**ASSIGNMENT**
Where an image occurs, skip it and print the rest of the records verbatim.

Source data

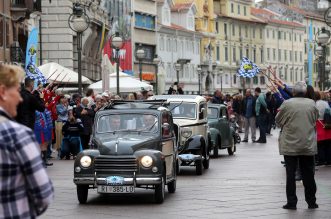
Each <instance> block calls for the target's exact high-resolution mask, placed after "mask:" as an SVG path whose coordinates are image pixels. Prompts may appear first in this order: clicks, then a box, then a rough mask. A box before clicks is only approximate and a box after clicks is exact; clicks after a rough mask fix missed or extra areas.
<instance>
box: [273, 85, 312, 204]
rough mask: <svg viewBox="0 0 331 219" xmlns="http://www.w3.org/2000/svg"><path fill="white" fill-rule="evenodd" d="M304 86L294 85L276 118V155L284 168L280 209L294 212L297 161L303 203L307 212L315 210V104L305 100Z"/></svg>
mask: <svg viewBox="0 0 331 219" xmlns="http://www.w3.org/2000/svg"><path fill="white" fill-rule="evenodd" d="M306 92H307V85H306V84H305V83H304V82H297V83H296V84H295V85H294V87H293V95H294V98H291V99H289V100H286V101H285V102H284V103H283V104H282V105H281V107H280V109H279V112H278V114H277V116H276V123H277V124H278V125H279V126H280V127H281V131H280V135H279V140H278V141H279V152H280V154H281V155H284V159H285V166H286V196H287V203H286V204H285V205H284V206H283V208H284V209H293V210H295V209H296V205H297V201H298V199H297V196H296V183H295V171H296V168H297V164H298V162H299V166H300V170H301V174H302V180H303V185H304V187H305V200H306V202H307V203H308V208H309V209H315V208H318V205H317V204H316V183H315V178H314V171H315V154H316V153H317V138H316V130H315V126H316V121H317V119H318V109H317V108H316V106H315V102H314V101H313V100H311V99H308V98H305V95H306Z"/></svg>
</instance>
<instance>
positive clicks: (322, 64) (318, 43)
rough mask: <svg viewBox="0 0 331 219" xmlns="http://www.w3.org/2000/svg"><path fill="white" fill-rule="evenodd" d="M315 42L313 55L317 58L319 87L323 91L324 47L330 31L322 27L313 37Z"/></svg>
mask: <svg viewBox="0 0 331 219" xmlns="http://www.w3.org/2000/svg"><path fill="white" fill-rule="evenodd" d="M315 41H316V42H317V45H318V46H317V47H316V50H315V54H316V55H317V56H318V57H319V86H320V89H321V90H322V91H323V90H324V87H325V86H324V85H325V81H326V78H325V72H326V71H325V65H326V46H327V45H328V44H329V41H330V31H328V30H326V29H325V28H324V27H322V29H321V30H320V31H318V32H317V33H316V35H315Z"/></svg>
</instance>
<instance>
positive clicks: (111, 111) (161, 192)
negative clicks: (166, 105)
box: [73, 101, 178, 203]
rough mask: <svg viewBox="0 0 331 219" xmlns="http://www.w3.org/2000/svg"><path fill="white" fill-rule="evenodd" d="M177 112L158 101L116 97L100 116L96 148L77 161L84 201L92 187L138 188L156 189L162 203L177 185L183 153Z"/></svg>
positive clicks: (79, 195)
mask: <svg viewBox="0 0 331 219" xmlns="http://www.w3.org/2000/svg"><path fill="white" fill-rule="evenodd" d="M173 127H174V125H173V119H172V114H171V112H170V111H169V110H168V108H166V107H163V106H162V104H161V105H160V104H159V103H156V102H155V101H154V102H153V101H149V102H117V103H116V102H115V103H113V104H112V105H111V106H108V107H106V108H105V109H103V110H100V111H98V113H97V114H96V116H95V122H94V131H93V135H92V148H94V149H90V150H84V151H82V152H81V153H80V154H79V155H78V156H77V158H76V160H75V164H74V180H73V181H74V183H75V184H76V186H77V197H78V200H79V202H80V203H86V201H87V197H88V190H89V189H95V188H96V189H97V192H98V193H107V194H118V193H134V192H135V191H136V189H137V188H145V189H153V190H154V197H155V201H156V202H157V203H162V202H163V200H164V193H165V185H167V186H168V192H169V193H174V192H175V191H176V178H177V177H176V170H177V168H178V166H177V165H178V162H177V159H178V155H177V147H176V142H175V141H176V137H175V134H174V128H173Z"/></svg>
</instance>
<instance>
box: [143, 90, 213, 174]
mask: <svg viewBox="0 0 331 219" xmlns="http://www.w3.org/2000/svg"><path fill="white" fill-rule="evenodd" d="M149 99H152V100H153V99H154V100H167V102H168V103H169V109H170V110H171V112H172V116H173V118H174V123H175V124H176V127H175V131H176V132H175V133H176V136H177V139H178V152H179V160H180V166H195V168H196V174H197V175H201V174H202V172H203V168H204V169H208V168H209V152H210V148H209V145H210V144H209V143H210V140H211V138H210V135H209V132H208V124H207V102H206V99H205V98H204V97H202V96H198V95H156V96H153V97H150V98H149Z"/></svg>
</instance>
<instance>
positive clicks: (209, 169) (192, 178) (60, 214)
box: [41, 130, 331, 219]
mask: <svg viewBox="0 0 331 219" xmlns="http://www.w3.org/2000/svg"><path fill="white" fill-rule="evenodd" d="M277 132H278V131H277V130H274V131H273V134H274V135H273V136H269V137H268V143H267V144H257V143H255V144H253V143H251V142H248V143H240V144H238V145H237V152H236V153H235V155H234V156H228V155H227V154H226V151H225V150H223V151H221V152H222V153H220V156H219V157H218V158H216V159H215V158H213V159H212V160H211V163H210V169H209V170H207V171H204V173H203V175H202V176H196V175H195V171H194V169H190V168H188V169H184V171H182V173H181V175H180V176H178V181H177V191H176V193H175V194H166V199H165V202H164V203H163V204H161V205H158V204H154V203H153V196H152V194H153V193H152V191H150V190H141V191H140V192H139V193H138V194H135V195H134V196H125V195H124V196H123V195H121V196H117V197H114V196H101V195H98V194H97V193H96V191H93V190H90V191H89V199H88V204H86V205H79V204H78V201H77V198H76V188H75V185H74V184H73V182H72V178H73V161H65V160H64V161H59V160H54V161H53V162H54V166H53V167H50V168H48V173H49V174H50V176H51V178H52V181H53V184H54V187H55V200H54V202H53V203H52V204H51V206H50V207H49V209H48V210H47V212H46V213H45V214H44V215H43V216H42V217H41V218H61V219H65V218H89V219H90V218H95V219H97V218H135V219H138V218H141V219H145V218H158V219H161V218H172V219H174V218H267V219H273V218H275V219H282V218H291V219H293V218H298V219H299V218H300V219H301V218H318V219H320V218H331V183H330V182H331V166H330V167H326V166H322V167H319V168H318V170H317V171H316V181H317V186H318V192H317V203H318V204H319V206H320V208H319V209H317V210H308V209H307V204H306V203H305V201H304V191H303V186H302V182H297V194H298V199H299V201H298V206H297V207H298V210H297V211H290V210H284V209H282V208H281V207H282V205H283V204H285V202H286V197H285V168H284V167H283V165H281V163H280V162H281V160H282V157H281V156H279V154H278V144H277V137H278V133H277Z"/></svg>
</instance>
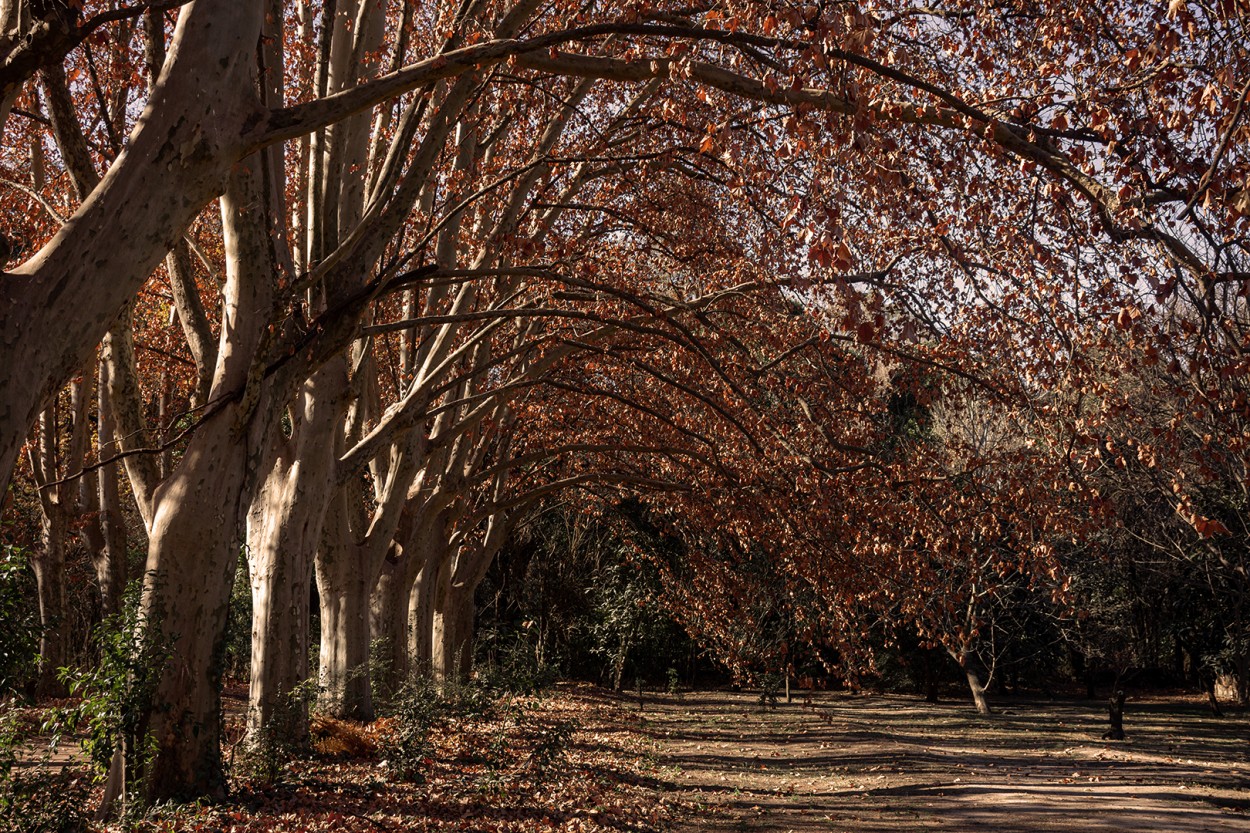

**TASK ANSWER**
Each <instance> block calls for the target's exact high-resolution mask, placed after "mask:" as an SVG path whose coordinates are image pixels. Prompts may appear first in this order: clicks, then a box, then a rough mask. A box before clicks is only approximate and a box after clicks is exact; clicks after a rough mask fix missed or extra areas.
<instance>
box: [273, 85, 312, 204]
rough mask: <svg viewBox="0 0 331 219" xmlns="http://www.w3.org/2000/svg"><path fill="white" fill-rule="evenodd" d="M304 86L294 85L276 118V155L284 168L280 209L294 212L297 161L303 203L307 212L315 210V104L305 100Z"/></svg>
mask: <svg viewBox="0 0 331 219" xmlns="http://www.w3.org/2000/svg"><path fill="white" fill-rule="evenodd" d="M306 92H307V85H306V84H305V83H304V82H297V83H296V84H295V85H294V87H293V95H294V98H291V99H289V100H286V101H285V102H284V103H283V104H282V105H281V107H280V109H279V112H278V114H277V116H276V123H277V124H278V125H279V126H280V127H281V131H280V135H279V140H278V141H279V152H280V154H281V155H284V159H285V166H286V196H287V203H286V204H285V205H284V206H283V208H284V209H293V210H295V209H296V205H297V201H298V199H297V196H296V183H295V171H296V168H297V164H298V162H299V166H300V170H301V174H302V180H303V185H304V187H305V200H306V202H307V203H308V208H309V209H315V208H318V205H317V204H316V183H315V178H314V171H315V154H316V153H317V138H316V130H315V126H316V121H317V119H318V109H317V108H316V106H315V102H314V101H313V100H311V99H308V98H305V95H306Z"/></svg>
</instance>
<instance>
positive clicks: (322, 64) (318, 43)
rough mask: <svg viewBox="0 0 331 219" xmlns="http://www.w3.org/2000/svg"><path fill="white" fill-rule="evenodd" d="M315 42L313 55L317 58L319 87L323 91L324 47L330 31L322 27L313 37Z"/></svg>
mask: <svg viewBox="0 0 331 219" xmlns="http://www.w3.org/2000/svg"><path fill="white" fill-rule="evenodd" d="M315 41H316V42H317V45H318V46H317V47H316V50H315V54H316V55H317V56H318V57H319V86H320V89H321V90H322V91H323V90H324V87H325V86H324V85H325V81H326V78H325V72H326V71H325V65H326V46H327V45H328V44H329V41H330V31H328V30H326V29H325V28H324V27H322V29H321V30H320V31H318V32H317V33H316V35H315Z"/></svg>
</instance>
<instance>
positive clicks: (111, 111) (161, 192)
negative clicks: (166, 105)
box: [73, 101, 178, 203]
rough mask: <svg viewBox="0 0 331 219" xmlns="http://www.w3.org/2000/svg"><path fill="white" fill-rule="evenodd" d="M177 112L158 101L116 97L100 116L96 148L77 161L84 201L92 187L138 188L156 189L162 203L177 185L183 153Z"/></svg>
positive clicks: (79, 195)
mask: <svg viewBox="0 0 331 219" xmlns="http://www.w3.org/2000/svg"><path fill="white" fill-rule="evenodd" d="M173 127H174V125H173V119H172V114H171V112H170V111H169V110H168V108H166V107H163V106H162V104H161V105H160V104H159V103H156V102H155V101H154V102H153V101H149V102H117V103H116V102H115V103H113V104H112V105H111V106H108V107H106V108H105V109H103V110H100V111H98V113H97V114H96V116H95V122H94V131H93V135H92V148H94V149H90V150H84V151H82V152H81V153H80V154H79V155H78V156H77V158H76V160H75V164H74V180H73V181H74V183H75V184H76V186H77V197H78V200H79V202H80V203H86V201H87V197H88V190H89V189H95V188H96V189H97V192H98V193H107V194H118V193H134V192H135V191H136V189H137V188H145V189H153V190H154V197H155V201H156V202H157V203H162V202H163V200H164V193H165V185H167V186H168V192H169V193H174V192H175V191H176V178H177V177H176V170H177V168H178V166H177V165H178V162H177V159H178V155H177V147H176V142H175V141H176V137H175V134H174V128H173Z"/></svg>
</instance>
<instance>
box: [143, 90, 213, 174]
mask: <svg viewBox="0 0 331 219" xmlns="http://www.w3.org/2000/svg"><path fill="white" fill-rule="evenodd" d="M149 99H152V100H153V99H154V100H167V102H168V103H169V109H170V110H171V112H172V116H173V118H174V123H175V124H176V127H175V131H176V132H175V133H176V136H177V139H178V152H179V160H180V166H195V168H196V174H197V175H201V174H202V172H203V168H204V169H208V168H209V152H210V148H209V145H210V144H209V143H210V140H211V138H210V135H209V132H208V124H207V102H206V99H205V98H204V97H202V96H198V95H156V96H153V97H150V98H149Z"/></svg>
</instance>
<instance>
positive clicks: (209, 169) (192, 178) (60, 214)
box: [41, 130, 331, 219]
mask: <svg viewBox="0 0 331 219" xmlns="http://www.w3.org/2000/svg"><path fill="white" fill-rule="evenodd" d="M277 132H278V131H277V130H274V131H273V134H274V135H273V136H269V137H268V143H267V144H257V143H255V144H253V143H251V142H248V143H240V144H238V145H237V152H236V153H235V155H234V156H228V155H227V154H226V151H225V150H223V151H221V152H222V153H220V156H219V157H218V158H216V159H215V158H213V159H212V160H211V163H210V169H209V170H207V171H204V173H203V175H202V176H196V175H195V171H194V169H190V168H188V169H184V171H182V173H181V175H180V176H178V181H177V191H176V193H175V194H166V199H165V202H164V203H163V204H161V205H158V204H154V203H153V196H152V194H153V193H152V191H150V190H141V191H140V192H139V193H138V194H135V195H134V196H125V195H124V196H123V195H121V196H117V197H114V196H101V195H98V194H97V193H96V191H93V190H90V191H89V199H88V204H86V205H79V204H78V201H77V198H76V188H75V185H74V184H73V182H72V178H73V161H65V160H64V161H59V160H54V161H53V162H54V166H53V167H50V168H48V173H49V174H50V176H51V178H52V181H53V184H54V187H55V200H54V202H53V203H52V204H51V206H50V207H49V209H48V210H47V212H46V213H45V214H44V215H43V216H42V217H41V218H61V219H65V218H89V219H90V218H95V219H97V218H135V219H138V218H141V219H145V218H158V219H161V218H172V219H174V218H267V219H273V218H275V219H282V218H291V219H293V218H298V219H299V218H300V219H301V218H318V219H320V218H331V183H330V182H331V166H330V167H326V166H322V167H319V168H318V170H317V171H316V181H317V186H318V192H317V203H318V204H319V206H320V208H319V209H317V210H308V209H307V204H306V203H305V201H304V191H303V186H302V182H297V194H298V199H299V201H298V206H297V207H298V210H297V211H290V210H284V209H282V208H281V207H282V205H283V204H285V202H286V197H285V168H284V167H283V165H281V163H280V162H281V160H282V157H281V156H279V154H278V144H277V137H278V133H277Z"/></svg>
</instance>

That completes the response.